** What you will do **
Go through the listing below. Copy each line that has the string "palm".
Extracted entries START
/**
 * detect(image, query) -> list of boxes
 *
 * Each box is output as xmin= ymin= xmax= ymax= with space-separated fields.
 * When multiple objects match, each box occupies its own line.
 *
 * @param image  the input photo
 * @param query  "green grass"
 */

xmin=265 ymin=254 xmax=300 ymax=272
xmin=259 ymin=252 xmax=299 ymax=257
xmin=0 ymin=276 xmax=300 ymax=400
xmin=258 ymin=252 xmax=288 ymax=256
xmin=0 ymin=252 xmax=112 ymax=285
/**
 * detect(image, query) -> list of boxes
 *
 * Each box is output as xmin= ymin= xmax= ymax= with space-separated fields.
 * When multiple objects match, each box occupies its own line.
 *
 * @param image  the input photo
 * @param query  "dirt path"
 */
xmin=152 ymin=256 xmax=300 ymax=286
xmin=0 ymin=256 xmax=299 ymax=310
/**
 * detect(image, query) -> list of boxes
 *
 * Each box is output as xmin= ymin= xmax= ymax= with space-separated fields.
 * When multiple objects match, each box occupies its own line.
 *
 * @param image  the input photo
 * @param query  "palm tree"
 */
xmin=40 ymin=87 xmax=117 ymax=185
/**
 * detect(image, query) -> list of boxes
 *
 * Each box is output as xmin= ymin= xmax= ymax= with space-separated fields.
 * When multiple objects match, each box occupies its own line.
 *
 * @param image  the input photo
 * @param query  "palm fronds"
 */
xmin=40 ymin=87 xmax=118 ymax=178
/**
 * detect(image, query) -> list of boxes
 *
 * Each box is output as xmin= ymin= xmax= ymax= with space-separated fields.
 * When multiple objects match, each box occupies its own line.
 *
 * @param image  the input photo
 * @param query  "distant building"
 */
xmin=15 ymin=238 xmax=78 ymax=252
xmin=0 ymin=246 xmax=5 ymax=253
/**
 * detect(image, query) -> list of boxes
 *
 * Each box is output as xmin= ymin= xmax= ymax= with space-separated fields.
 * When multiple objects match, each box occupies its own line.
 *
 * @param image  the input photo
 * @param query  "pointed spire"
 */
Extracted entries END
** Exercise answer **
 * @param query  "palm tree"
 * @param query  "palm fronds"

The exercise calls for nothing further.